_TASK STATEMENT:_
Down to the last line, the material below should be reproduced exactly.

_DATA EXTRACT:_
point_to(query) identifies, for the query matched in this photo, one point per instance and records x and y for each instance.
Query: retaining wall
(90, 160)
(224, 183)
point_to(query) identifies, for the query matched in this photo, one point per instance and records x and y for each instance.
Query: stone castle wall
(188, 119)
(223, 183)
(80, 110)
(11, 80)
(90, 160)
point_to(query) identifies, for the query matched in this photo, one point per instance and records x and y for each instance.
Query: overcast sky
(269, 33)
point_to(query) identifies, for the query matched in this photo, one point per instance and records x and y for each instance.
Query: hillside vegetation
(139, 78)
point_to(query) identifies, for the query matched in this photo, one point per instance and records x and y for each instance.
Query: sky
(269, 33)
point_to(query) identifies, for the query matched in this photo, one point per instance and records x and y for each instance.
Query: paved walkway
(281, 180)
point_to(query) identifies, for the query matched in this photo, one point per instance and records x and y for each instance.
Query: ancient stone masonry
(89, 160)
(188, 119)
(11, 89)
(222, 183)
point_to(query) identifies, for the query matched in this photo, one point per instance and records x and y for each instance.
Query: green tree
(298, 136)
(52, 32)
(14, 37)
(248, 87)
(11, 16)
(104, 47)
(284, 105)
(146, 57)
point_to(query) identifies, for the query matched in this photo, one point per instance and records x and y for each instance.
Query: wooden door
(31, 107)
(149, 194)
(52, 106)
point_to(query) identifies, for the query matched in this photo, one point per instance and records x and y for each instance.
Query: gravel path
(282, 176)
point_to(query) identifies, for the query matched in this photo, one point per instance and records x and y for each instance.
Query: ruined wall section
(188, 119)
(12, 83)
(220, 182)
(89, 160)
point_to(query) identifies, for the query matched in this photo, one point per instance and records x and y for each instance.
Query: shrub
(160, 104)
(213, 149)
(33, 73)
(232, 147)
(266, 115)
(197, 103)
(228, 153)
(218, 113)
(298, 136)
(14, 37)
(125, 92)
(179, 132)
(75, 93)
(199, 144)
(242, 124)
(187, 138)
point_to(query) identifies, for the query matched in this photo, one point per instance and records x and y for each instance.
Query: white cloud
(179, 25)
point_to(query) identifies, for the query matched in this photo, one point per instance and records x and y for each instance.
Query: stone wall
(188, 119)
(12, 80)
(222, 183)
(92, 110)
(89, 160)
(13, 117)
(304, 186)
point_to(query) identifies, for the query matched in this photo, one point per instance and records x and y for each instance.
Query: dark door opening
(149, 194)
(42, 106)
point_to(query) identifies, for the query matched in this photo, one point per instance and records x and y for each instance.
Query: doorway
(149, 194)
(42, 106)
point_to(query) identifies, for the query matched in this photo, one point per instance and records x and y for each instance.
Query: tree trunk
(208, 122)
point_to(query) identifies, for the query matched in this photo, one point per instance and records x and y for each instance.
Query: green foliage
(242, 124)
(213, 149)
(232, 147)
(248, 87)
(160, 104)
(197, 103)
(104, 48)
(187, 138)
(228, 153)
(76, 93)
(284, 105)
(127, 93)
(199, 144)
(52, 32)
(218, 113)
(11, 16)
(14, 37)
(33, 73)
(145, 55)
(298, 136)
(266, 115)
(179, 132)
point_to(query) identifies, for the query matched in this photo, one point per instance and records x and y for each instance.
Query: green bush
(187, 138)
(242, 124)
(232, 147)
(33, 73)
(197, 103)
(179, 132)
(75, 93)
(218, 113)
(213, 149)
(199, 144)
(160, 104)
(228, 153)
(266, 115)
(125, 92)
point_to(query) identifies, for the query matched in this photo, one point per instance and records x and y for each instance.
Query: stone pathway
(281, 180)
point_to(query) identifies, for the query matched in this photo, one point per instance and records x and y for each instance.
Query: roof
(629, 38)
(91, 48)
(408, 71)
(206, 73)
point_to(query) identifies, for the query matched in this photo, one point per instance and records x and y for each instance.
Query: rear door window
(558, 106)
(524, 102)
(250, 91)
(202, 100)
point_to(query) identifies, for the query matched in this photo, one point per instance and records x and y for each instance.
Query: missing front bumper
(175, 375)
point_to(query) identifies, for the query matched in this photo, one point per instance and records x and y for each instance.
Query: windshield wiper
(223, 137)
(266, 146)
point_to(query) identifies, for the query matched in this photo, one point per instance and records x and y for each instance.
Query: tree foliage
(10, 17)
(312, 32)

_REPLY TO THE TASK:_
point_to(query) identifies, for the query matched in this photo, one point per instance and records x and y for each instance.
Query: retaining wall
(90, 160)
(224, 183)
point_to(query) identifies, for the query matched in this photo, one point per instance and records x and y for each instance.
Query: stone castle wall
(188, 119)
(223, 183)
(80, 110)
(11, 80)
(90, 160)
point_to(query) identifies, for the query matched in this photo, one point per instance and records x and y for each instance.
Query: overcast sky
(269, 33)
point_to(query) identifies, for the query matched in this photo, one point per instance and records x and y for each instance.
Query: hillside vegetation
(139, 78)
point_to(query) identifies, for the query matched in this photo, one point per instance and records x and y for each instance.
Query: sky
(269, 33)
point_to(query) identifies, for the query matched in this photo, one point per instance and records x and y for each instance.
Query: paved walkway
(281, 180)
point_to(query) identifies, for the query matched in this photo, one point per instance and records x and y for each instance.
Query: ancient stone masonry
(89, 160)
(188, 119)
(11, 89)
(222, 183)
point_to(query) identifies, for the query matched in this photo, one point per instance and records x and y for each instance.
Query: green tree
(298, 136)
(52, 32)
(14, 37)
(248, 87)
(11, 16)
(104, 47)
(284, 105)
(146, 57)
point_to(query) identifies, for the query matched in this photo, one point per instance and records x and y for each instance.
Query: wooden door
(31, 107)
(149, 194)
(52, 106)
point_to(query) identifies, for the query matched in this photo, one point per instance and records x and y for each instance.
Query: gravel path
(282, 176)
point_to(query) identifies, for the query matched in this photo, one point per instance and records x and y for each instance.
Query: ruined wall section
(188, 119)
(12, 83)
(220, 182)
(89, 160)
point_to(query) identifies, for the query matched in this photo, one point per instance and records x and y for each instance.
Query: shrub
(160, 104)
(213, 149)
(33, 73)
(232, 147)
(266, 115)
(197, 103)
(228, 153)
(218, 113)
(298, 136)
(14, 37)
(125, 92)
(179, 132)
(75, 93)
(199, 144)
(242, 124)
(187, 138)
point_to(query) identifies, for the query matched in this photo, one point per instance and records x and y for each instance.
Query: white cloud
(179, 25)
point_to(query) identifies, for the query matched in this photo, one point per instance and records x and y for each instance.
Query: stone wall
(188, 119)
(12, 80)
(222, 183)
(92, 110)
(89, 160)
(13, 117)
(304, 186)
point_to(query) identifies, for the query matched in this photo, one point per instance and records x and y for each instance.
Query: dark door opening
(149, 194)
(42, 106)
point_to(query) identifies, for the query matched in this photo, one point per instance and records x and y for each instance.
Query: doorway
(149, 194)
(42, 106)
point_to(query) identifies, for the query matched in this photo, one point per instance and records x and y for each instance.
Query: tree trunk
(208, 122)
point_to(query) identifies, for the query matched in this photo, one point per instance and records x and y for each instance.
Query: green foliage
(242, 124)
(213, 149)
(232, 147)
(248, 87)
(160, 104)
(197, 103)
(104, 48)
(187, 138)
(228, 153)
(76, 93)
(284, 105)
(127, 93)
(199, 144)
(52, 32)
(218, 113)
(11, 16)
(14, 37)
(33, 73)
(145, 55)
(298, 136)
(266, 115)
(179, 132)
point_to(query) identifies, for the query matched in this photo, one point per instance and records x and y for each instance.
Query: green bush
(187, 138)
(242, 124)
(232, 147)
(33, 73)
(197, 103)
(179, 132)
(75, 93)
(218, 113)
(213, 149)
(199, 144)
(160, 104)
(228, 153)
(266, 115)
(125, 92)
point_to(query) identifies, for the query matched in this photo, one point per instance and records x and y for each instance.
Query: stone pathway
(281, 180)
point_to(query) identifies, for the query matched in this photo, one point per instance and records x and y for each instance.
Query: roof
(629, 38)
(91, 48)
(408, 71)
(206, 73)
point_to(query) identifies, for the query matched in this photo, one point per instance and records x and y for each instance.
Query: rear door window
(558, 106)
(524, 102)
(250, 91)
(202, 100)
point_to(query) identifies, for the query matched in this photo, one point per instance and records x and y for each instance.
Query: missing front bumper
(175, 375)
point_to(query) identifies, for the query matched in this photo, one point per instance and records x and y for each instance.
Query: windshield wiper
(223, 137)
(266, 146)
point_to(query) identifies, for the query matched in this photo, one point per instance and records x and y for each instance.
Query: tree foliage
(10, 17)
(312, 32)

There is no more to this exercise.